[Dataset entries]
################

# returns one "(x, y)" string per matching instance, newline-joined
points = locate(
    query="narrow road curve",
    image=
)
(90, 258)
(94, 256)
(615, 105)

################

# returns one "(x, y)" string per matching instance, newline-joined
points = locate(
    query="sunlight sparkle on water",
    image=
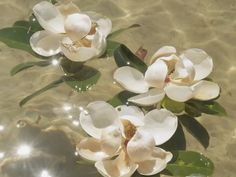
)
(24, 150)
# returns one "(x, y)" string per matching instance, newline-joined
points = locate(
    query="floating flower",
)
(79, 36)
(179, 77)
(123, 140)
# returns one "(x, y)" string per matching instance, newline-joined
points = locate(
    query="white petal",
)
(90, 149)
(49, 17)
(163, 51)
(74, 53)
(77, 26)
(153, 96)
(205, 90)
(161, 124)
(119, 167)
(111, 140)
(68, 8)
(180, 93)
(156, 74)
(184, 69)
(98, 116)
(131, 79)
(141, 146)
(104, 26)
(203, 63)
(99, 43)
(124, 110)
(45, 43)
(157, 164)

################

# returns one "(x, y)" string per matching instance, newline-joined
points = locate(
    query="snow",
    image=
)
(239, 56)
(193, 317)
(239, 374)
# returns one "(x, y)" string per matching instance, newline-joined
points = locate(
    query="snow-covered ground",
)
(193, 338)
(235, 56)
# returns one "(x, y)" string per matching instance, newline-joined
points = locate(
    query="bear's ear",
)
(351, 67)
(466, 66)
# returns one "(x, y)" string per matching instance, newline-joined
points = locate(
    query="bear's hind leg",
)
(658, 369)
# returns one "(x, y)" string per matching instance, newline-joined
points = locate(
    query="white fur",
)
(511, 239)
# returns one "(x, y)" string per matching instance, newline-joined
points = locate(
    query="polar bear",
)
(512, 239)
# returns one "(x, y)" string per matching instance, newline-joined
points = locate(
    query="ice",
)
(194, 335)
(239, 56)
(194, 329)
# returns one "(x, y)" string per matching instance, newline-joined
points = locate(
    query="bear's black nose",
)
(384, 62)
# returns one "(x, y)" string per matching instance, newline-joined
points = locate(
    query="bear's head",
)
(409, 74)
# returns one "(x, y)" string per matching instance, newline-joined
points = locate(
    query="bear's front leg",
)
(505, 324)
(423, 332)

################

**Exercise aim**
Those lines of the records that contain the string "bear" should be identified and copied.

**Task response**
    query="bear's ear",
    query="bear's hind leg",
    query="polar bear",
    query="bear's black nose",
    query="bear's head",
    query="bear's front leg",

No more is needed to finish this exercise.